◆ 练习题目 1: 将阅读文本中以“我素来爱演讲”开头的段落压缩改写,保留其主要事实。

◆ 阅读文本:
^^^^

从理性的角度来看,这个世界上没有任何群体能够拥有完全一致的共同爱好,更别提将其长期保持了。可是从情感的角度分析,有一项活动的魅力连最挑剔的人也无法抗拒,那就是“食”。自然,我也如芸芸众生一般,是“食”文化的拥趸。

我素来爱演讲,又爱美食,说起吃来眉眼都比往常鲜活三分。偏生又挑嘴,吃不胖,于是小小年纪练就了一番挑剔毒舌的胃口。每到深夜来临,我就坏心地和同寝的室友细细描绘家乡菜的做法,从皮到汁,能让人口舌生津。米面的鲜香,鳜鱼的辣香,小龙虾的麻香,烧饼的脆香,冬笋的清香,茶叶的苦香,我能说出一朵花来。说得自己一个劲儿咽口水,馋得朋友们一个个眼冒绿光。我的家乡在长江下游的徽州,那个曾被夸赞为“天上新安”的人间之境。这里诞生过中国三大地域文化之一的徽文化,八大菜系之一的徽菜,曾经独占商业界鳌头四百年的徽商。这里是东南邹鲁,朱子故乡,是有着“中国语言活化石”之称的徽地。南腔北调都在这里聚集,文化的积淀让徽州人重传承、诵诗书、敬礼节,以至于发明了很多文绉绉的吃法和菜名。晨起用什么,夜深后尝的是什么,徽州的百姓分得那就一个清楚啊!

^^^^

◆ 练习数据:
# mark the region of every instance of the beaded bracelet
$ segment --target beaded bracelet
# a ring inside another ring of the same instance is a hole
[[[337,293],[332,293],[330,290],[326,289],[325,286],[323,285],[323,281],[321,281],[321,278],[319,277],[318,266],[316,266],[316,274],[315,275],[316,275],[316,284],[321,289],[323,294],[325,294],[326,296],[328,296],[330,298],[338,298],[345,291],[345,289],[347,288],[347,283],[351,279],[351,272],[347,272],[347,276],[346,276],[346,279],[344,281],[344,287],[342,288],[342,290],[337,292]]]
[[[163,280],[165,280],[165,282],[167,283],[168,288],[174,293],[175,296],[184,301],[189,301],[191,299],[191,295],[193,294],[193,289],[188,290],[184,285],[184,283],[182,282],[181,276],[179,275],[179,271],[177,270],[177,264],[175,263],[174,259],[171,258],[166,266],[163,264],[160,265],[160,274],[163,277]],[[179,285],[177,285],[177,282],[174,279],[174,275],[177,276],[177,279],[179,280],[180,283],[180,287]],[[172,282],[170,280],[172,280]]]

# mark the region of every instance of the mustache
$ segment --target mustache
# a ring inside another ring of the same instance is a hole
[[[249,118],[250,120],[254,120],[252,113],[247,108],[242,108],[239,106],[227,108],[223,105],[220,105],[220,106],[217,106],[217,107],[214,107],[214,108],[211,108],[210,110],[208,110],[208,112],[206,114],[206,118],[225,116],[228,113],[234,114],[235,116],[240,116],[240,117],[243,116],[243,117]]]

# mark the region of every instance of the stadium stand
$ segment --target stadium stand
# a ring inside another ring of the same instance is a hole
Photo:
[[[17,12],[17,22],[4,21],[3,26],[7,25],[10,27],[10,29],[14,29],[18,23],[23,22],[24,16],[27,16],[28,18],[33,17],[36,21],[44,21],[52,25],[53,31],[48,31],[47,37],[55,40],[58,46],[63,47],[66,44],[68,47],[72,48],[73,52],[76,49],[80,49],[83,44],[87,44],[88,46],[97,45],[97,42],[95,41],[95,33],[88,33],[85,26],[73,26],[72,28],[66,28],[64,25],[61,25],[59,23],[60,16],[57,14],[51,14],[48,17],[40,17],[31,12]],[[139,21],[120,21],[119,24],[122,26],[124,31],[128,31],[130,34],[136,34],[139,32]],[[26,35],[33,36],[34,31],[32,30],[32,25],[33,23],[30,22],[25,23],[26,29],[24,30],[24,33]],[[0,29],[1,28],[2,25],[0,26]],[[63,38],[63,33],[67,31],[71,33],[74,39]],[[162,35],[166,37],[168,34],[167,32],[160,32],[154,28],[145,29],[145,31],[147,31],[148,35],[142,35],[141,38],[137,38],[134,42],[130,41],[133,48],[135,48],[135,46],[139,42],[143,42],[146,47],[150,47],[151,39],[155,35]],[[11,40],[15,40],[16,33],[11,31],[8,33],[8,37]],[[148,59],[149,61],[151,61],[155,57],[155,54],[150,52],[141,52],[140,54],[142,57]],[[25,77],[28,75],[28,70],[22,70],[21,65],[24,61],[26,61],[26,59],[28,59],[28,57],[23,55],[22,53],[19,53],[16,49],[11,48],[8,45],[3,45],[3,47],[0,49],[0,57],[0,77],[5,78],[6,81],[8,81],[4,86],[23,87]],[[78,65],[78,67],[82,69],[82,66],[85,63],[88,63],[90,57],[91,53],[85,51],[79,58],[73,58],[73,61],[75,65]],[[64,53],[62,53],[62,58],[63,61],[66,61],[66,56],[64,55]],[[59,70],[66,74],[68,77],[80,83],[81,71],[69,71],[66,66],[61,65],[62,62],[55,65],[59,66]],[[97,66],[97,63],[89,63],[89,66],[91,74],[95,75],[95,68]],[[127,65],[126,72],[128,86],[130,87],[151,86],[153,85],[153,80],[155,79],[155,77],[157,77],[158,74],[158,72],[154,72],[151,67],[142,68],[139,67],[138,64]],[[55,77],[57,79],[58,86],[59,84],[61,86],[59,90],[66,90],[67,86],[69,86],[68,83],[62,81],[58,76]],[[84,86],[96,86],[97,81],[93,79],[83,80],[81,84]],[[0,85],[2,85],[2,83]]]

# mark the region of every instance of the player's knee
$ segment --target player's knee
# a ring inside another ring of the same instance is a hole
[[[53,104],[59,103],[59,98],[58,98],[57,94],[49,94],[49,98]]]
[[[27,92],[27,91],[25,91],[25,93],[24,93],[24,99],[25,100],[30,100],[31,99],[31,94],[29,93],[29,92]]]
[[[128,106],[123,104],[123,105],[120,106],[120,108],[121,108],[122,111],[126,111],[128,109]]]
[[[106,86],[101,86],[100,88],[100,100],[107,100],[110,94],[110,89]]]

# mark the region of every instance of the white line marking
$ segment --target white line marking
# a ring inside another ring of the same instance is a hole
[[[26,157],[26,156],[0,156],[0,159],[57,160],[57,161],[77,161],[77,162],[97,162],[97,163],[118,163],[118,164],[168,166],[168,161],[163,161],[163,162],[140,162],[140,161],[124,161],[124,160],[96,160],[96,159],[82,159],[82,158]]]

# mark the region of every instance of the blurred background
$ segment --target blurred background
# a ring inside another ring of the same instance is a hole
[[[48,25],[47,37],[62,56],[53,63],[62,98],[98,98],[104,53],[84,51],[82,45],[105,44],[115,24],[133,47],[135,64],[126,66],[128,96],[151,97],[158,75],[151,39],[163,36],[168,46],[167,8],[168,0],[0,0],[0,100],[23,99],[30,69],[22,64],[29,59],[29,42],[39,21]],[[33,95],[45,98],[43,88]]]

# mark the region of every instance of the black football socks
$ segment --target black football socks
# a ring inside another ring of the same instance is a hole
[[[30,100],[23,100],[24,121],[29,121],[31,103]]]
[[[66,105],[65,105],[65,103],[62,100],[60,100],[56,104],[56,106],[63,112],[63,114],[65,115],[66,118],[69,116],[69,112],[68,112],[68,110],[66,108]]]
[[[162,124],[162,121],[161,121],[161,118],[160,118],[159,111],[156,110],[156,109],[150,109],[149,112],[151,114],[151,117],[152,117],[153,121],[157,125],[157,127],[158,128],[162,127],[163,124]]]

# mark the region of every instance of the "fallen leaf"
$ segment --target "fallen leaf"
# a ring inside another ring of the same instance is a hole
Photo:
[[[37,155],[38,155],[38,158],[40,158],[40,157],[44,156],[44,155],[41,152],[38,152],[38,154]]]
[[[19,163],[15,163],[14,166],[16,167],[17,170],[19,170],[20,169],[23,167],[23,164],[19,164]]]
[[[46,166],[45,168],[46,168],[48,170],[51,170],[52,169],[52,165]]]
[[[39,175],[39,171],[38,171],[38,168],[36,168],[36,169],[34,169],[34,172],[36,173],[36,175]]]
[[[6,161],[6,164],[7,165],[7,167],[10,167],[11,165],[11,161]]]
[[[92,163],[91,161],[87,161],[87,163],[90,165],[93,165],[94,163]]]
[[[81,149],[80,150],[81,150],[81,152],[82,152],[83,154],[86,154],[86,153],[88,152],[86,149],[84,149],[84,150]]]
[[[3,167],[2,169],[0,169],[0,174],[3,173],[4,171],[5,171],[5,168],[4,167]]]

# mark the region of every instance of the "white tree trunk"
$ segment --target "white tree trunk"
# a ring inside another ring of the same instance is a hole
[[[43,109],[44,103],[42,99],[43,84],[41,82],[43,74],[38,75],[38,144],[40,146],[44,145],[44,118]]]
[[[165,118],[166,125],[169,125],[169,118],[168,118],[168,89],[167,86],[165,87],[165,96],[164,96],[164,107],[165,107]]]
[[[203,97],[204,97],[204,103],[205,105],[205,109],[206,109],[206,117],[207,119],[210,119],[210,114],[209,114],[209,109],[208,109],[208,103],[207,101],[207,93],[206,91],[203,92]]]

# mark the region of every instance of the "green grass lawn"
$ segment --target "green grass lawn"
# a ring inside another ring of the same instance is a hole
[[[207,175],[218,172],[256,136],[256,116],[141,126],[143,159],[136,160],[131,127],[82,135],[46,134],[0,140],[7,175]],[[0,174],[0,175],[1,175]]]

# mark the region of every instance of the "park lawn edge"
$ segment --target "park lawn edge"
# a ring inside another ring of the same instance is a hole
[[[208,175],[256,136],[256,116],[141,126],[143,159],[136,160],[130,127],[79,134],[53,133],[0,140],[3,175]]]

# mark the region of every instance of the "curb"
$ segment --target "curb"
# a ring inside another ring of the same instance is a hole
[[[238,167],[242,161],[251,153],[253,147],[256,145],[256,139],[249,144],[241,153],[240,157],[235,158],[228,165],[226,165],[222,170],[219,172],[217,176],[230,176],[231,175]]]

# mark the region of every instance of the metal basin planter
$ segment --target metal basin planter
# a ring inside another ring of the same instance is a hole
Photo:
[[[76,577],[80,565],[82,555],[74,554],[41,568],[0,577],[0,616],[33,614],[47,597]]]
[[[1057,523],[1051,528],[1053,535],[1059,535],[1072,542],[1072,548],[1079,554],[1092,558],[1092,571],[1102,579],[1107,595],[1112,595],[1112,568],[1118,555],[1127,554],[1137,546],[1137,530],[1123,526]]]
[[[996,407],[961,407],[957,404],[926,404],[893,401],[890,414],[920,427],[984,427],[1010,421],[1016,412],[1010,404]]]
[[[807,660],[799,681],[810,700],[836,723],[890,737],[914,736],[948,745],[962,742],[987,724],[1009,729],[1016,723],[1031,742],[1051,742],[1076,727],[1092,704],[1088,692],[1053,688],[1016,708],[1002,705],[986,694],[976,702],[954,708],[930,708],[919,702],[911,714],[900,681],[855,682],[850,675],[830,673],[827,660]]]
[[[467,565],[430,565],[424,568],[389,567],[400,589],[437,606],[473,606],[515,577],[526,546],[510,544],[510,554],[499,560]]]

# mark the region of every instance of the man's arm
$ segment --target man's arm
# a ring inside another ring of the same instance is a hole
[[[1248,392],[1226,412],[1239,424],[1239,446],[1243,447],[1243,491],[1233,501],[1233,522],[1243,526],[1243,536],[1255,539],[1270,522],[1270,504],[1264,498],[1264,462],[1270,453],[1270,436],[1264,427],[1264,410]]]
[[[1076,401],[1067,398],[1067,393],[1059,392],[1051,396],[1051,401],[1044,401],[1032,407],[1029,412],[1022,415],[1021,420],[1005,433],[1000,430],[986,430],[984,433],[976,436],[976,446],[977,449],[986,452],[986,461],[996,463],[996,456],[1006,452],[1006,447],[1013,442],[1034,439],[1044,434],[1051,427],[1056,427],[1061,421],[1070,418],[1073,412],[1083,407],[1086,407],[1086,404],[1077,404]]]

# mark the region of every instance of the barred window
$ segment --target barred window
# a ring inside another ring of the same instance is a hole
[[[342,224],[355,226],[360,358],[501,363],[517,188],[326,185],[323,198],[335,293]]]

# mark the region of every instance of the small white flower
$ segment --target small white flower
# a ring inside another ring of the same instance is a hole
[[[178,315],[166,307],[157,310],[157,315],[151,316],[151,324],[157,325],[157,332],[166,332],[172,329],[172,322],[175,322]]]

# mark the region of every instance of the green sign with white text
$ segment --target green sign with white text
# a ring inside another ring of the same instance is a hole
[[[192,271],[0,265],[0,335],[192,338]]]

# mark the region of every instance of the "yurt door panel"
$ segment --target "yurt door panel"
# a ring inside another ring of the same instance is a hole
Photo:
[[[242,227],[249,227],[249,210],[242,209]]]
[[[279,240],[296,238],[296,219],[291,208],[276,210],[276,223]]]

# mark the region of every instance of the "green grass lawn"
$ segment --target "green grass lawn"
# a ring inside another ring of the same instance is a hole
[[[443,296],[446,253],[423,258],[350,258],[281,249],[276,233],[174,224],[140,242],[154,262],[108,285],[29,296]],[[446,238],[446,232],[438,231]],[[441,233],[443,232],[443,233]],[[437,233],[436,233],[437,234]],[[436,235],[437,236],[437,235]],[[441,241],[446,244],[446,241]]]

^^^^

◆ 练习题目 2: 从上面的列表中摘出所有含有字符串“yurt”的行,逐行照抄。

◆ 参考答案 1: “我”爱演讲也爱美食,谈起吃来格外神采飞扬。因为挑嘴又吃不胖,“我”从小养成了挑剔的口味。深夜常向室友细述家乡菜的做法,米面、鳜鱼、小龙虾、烧饼、冬笋、茶叶各有其香,说得自己咽口水,也让朋友们嘴馋。“我”的家乡是长江下游的徽州,曾被誉为“天上新安”。这里诞生了徽文化、徽菜,以及称雄商界四百年的徽商。徽州是东南邹鲁、朱子故乡,有“中国语言活化石”之称,南腔北调汇聚于此。深厚的文化积淀使徽州人重传承、诵诗书、敬礼节,因而发明了许多文雅的吃法和菜名,早晚各吃什么分得十分清楚。

◆ 参考答案 2:
# mark the region of every instance of the "yurt door panel"
$ segment --target "yurt door panel"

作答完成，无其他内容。